### TASK INSTRUCTIONS
From the items below, copy out every line that contains the string "exoskeleton". Case counts, so a line matches only when the capitalization is the same.

### ENTRIES PROVIDED
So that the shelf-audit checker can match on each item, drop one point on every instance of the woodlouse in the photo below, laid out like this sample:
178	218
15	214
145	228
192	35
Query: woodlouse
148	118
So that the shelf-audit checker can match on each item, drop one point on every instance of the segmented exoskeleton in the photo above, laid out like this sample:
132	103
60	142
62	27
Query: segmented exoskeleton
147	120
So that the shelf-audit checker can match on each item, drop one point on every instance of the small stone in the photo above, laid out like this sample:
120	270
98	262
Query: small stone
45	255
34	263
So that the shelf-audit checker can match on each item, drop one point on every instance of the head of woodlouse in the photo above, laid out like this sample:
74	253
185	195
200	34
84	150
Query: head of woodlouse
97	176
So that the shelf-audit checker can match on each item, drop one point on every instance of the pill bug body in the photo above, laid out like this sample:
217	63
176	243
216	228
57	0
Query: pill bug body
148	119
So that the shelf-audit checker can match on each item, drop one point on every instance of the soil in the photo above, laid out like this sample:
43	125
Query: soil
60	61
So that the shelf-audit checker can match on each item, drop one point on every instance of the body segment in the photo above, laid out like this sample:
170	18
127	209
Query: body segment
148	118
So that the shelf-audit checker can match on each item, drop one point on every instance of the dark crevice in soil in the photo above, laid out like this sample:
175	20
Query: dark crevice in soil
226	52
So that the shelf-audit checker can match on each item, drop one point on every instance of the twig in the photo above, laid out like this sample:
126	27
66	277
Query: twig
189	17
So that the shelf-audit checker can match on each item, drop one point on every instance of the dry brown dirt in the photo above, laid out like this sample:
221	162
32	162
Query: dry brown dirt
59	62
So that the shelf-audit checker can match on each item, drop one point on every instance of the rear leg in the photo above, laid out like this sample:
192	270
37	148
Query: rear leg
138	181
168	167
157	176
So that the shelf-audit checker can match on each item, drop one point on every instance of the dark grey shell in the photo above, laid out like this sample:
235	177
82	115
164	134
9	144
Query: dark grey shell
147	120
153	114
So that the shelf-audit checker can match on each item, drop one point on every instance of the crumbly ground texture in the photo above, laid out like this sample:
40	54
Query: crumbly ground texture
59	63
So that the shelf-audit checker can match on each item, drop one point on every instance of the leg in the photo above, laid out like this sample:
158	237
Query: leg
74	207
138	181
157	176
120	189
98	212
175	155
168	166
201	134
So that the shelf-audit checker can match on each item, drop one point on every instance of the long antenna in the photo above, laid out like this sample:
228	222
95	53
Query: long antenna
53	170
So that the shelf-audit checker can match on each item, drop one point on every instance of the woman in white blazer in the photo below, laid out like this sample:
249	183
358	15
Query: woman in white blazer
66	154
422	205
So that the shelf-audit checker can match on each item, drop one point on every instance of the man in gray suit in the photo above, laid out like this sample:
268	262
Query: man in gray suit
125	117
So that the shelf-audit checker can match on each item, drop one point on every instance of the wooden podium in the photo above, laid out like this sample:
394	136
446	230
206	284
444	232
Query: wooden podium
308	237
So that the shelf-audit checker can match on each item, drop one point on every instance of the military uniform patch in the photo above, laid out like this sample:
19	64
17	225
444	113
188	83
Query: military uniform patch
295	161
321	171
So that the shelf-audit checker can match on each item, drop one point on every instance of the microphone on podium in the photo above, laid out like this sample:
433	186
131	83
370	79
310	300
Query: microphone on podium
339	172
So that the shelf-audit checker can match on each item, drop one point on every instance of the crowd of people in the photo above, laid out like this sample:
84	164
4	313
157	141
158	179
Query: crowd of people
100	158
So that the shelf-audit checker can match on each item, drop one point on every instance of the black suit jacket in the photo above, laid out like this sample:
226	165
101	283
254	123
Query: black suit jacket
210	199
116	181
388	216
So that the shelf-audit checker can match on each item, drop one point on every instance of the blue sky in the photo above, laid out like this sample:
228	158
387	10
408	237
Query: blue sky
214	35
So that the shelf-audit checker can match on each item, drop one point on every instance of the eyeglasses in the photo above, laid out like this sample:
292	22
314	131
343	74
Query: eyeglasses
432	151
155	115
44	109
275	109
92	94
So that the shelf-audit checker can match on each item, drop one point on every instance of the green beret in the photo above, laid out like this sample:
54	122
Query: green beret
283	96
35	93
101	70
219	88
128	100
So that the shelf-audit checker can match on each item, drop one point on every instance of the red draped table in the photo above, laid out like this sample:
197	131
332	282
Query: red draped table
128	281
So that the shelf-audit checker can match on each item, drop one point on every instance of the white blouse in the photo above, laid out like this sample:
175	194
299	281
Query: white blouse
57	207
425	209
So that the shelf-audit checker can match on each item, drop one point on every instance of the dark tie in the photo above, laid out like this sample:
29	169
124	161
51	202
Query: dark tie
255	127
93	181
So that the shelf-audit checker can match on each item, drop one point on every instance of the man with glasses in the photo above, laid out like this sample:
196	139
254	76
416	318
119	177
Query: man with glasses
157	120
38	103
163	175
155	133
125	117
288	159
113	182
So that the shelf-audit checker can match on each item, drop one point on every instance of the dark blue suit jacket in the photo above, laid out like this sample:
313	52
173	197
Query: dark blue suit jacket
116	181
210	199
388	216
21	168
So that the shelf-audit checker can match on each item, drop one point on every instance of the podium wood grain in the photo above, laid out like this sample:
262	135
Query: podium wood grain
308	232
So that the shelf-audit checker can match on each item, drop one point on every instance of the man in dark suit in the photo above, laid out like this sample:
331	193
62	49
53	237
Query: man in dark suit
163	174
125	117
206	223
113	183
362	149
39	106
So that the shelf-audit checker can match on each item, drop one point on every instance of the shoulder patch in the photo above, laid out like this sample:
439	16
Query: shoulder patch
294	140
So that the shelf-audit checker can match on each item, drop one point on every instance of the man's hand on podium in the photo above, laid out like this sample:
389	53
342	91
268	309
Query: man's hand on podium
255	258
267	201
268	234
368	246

...

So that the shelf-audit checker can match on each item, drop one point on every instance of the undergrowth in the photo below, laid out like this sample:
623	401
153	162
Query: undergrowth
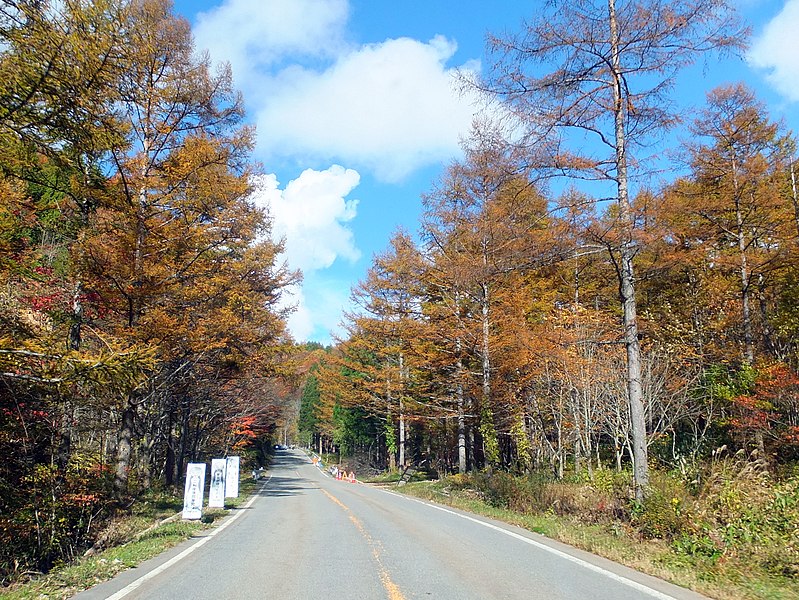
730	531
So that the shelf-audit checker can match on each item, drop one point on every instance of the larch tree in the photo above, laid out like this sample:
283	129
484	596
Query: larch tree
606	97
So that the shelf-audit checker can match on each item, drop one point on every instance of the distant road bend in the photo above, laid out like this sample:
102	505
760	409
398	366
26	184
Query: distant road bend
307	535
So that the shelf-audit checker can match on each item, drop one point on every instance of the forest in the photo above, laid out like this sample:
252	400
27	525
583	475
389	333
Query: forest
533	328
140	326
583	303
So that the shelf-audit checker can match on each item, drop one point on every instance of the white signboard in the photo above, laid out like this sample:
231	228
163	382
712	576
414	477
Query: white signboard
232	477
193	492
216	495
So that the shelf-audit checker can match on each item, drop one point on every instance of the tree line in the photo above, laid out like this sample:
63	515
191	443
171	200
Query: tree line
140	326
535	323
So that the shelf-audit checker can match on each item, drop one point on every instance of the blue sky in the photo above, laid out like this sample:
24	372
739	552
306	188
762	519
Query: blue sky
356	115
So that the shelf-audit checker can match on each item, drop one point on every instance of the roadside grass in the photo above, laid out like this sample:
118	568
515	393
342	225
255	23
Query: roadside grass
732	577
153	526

### COMPLETE ANSWER
So that the shelf-audit checker can match on each item, drop one point on every instance of the segmented exoskeleton in the photo above, laid out like this sample:
Query: segmented exoskeleton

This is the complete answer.